Your goal: Which lines in the records below contain the word "each", with case counting? Copy every such line in full.

Records provided:
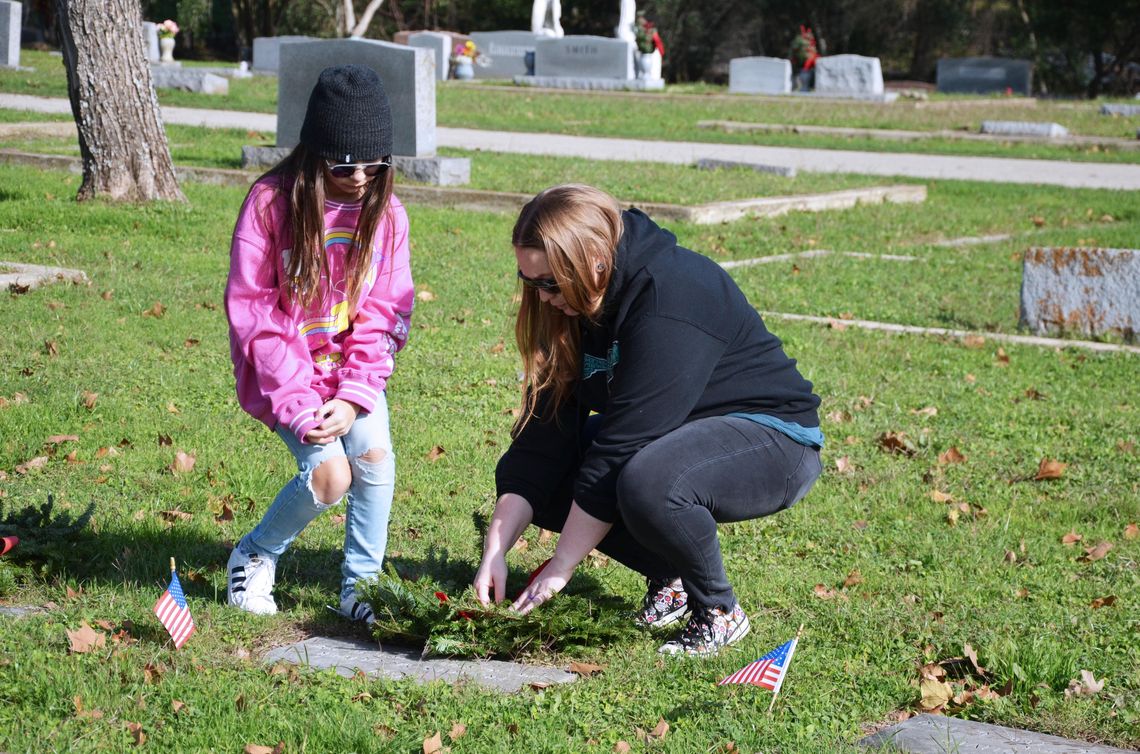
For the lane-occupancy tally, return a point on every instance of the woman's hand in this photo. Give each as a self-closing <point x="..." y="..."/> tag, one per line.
==
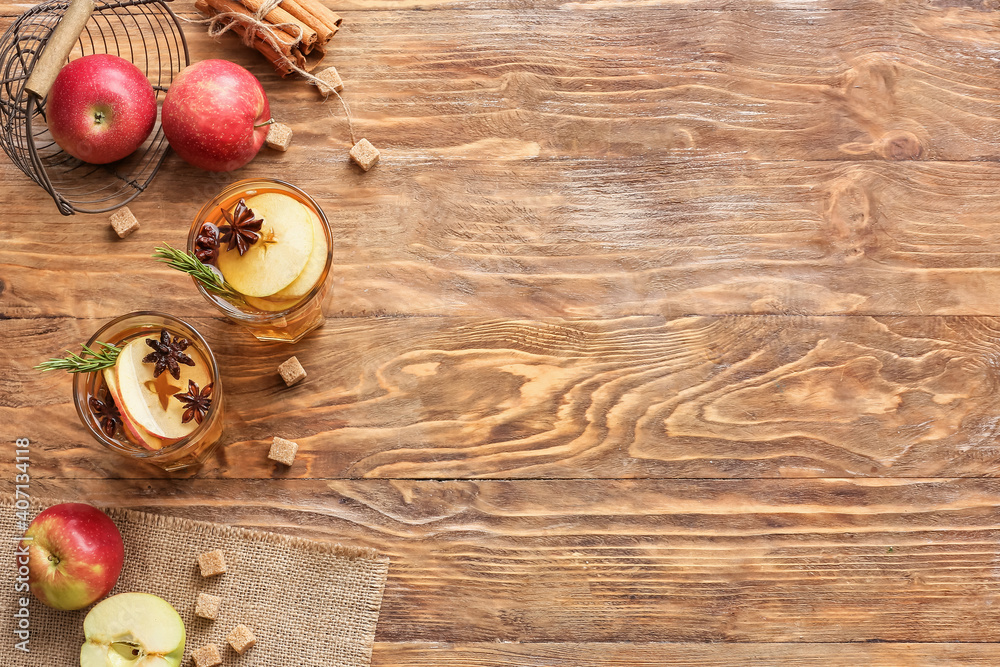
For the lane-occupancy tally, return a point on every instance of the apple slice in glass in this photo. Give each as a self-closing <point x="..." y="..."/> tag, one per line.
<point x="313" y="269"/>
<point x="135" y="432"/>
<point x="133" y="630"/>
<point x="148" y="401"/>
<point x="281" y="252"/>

Reply to the exercise:
For the lane-occupancy tally, return a point on every instance of the woman's hand in this photo. Give each as a self-closing <point x="..." y="..."/> tag, one per line.
For the lane-occupancy tally, return a point on every instance of the apple slice in glass in this photo. Give each as a self-closing <point x="..." y="..."/> tag, one per line.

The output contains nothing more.